§ WHAT YOU HAVE TO DO
Copy the data from its first line through the line containing "[[0, 200], [55, 198], [62, 122], [29, 88], [0, 87]]", both ends included, and keep every line in order. Add 18 to each coordinate in the answers and leave all other text unchanged.

[Dataset items]
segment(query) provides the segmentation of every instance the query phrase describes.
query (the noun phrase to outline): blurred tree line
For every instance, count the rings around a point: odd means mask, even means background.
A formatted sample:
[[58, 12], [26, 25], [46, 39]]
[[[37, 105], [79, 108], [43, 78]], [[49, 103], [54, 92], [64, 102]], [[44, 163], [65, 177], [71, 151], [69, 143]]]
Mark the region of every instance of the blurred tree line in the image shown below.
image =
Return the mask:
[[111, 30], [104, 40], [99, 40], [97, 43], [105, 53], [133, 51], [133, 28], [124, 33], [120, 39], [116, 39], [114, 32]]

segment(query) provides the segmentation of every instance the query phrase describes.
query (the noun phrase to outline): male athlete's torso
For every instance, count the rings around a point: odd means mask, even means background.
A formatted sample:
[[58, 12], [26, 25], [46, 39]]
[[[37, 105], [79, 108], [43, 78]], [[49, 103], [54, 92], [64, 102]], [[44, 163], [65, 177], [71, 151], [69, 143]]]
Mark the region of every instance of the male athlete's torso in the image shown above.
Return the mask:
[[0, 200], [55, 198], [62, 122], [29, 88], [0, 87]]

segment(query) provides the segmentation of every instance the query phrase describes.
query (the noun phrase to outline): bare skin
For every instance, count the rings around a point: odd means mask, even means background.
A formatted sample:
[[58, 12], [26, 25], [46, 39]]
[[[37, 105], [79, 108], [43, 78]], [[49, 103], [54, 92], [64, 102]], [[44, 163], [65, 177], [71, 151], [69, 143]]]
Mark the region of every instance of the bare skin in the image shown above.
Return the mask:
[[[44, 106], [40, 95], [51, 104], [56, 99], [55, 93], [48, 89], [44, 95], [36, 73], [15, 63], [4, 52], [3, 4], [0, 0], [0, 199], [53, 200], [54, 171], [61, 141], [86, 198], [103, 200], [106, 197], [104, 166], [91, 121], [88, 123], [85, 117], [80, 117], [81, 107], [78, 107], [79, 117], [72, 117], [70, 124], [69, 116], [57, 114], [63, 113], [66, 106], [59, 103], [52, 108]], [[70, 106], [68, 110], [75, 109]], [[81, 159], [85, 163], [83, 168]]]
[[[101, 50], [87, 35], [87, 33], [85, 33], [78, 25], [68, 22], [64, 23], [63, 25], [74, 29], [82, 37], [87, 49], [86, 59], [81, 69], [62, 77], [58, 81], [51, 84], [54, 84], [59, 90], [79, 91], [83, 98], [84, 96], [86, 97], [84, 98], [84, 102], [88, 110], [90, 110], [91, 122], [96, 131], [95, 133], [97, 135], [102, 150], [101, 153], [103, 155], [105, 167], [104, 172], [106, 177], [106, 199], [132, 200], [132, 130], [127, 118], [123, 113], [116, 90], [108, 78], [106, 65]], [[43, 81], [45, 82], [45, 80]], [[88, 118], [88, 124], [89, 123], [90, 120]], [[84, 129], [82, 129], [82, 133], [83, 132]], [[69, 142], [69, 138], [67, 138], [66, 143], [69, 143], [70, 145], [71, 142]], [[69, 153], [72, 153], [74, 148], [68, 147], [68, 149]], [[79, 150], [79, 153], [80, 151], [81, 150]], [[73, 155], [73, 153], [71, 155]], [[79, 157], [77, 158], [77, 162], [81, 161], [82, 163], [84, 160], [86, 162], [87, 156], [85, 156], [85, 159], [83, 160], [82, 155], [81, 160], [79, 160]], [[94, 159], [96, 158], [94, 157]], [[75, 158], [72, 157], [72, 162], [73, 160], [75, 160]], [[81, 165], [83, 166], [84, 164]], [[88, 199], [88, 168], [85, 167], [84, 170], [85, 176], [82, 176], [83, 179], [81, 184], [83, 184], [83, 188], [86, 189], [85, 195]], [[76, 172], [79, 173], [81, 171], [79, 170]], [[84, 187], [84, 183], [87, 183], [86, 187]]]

§ WRITTEN REPLY
segment(query) provides the segmentation of every instance the query phrase describes.
query (the noun phrase to outline): blurred tree line
For every instance, count the rings around a point: odd means mask, even means background.
A formatted sample:
[[58, 12], [26, 25], [46, 39]]
[[[37, 105], [79, 108], [43, 78]], [[49, 103], [54, 92], [64, 102]], [[44, 163], [65, 177], [71, 151], [69, 143]]]
Mark the region of every instance of the blurred tree line in the image shown below.
image =
Return the mask:
[[129, 48], [122, 58], [117, 58], [115, 61], [123, 71], [151, 69], [151, 46], [142, 51], [138, 57], [134, 57], [132, 50]]

segment(query) provides the segmentation of every instance the query phrase describes.
query (the noun phrase to outline): male athlete's torso
For every instance, count the rings around a point: odd means mask, even means background.
A formatted sample:
[[58, 12], [26, 25], [46, 39]]
[[[37, 105], [79, 108], [43, 78]], [[49, 103], [54, 92], [64, 102]], [[44, 163], [65, 177], [71, 151], [69, 143]]]
Mark the region of every instance of the male athlete's torso in the image shown above.
Return the mask:
[[18, 218], [73, 216], [80, 140], [47, 106], [18, 105]]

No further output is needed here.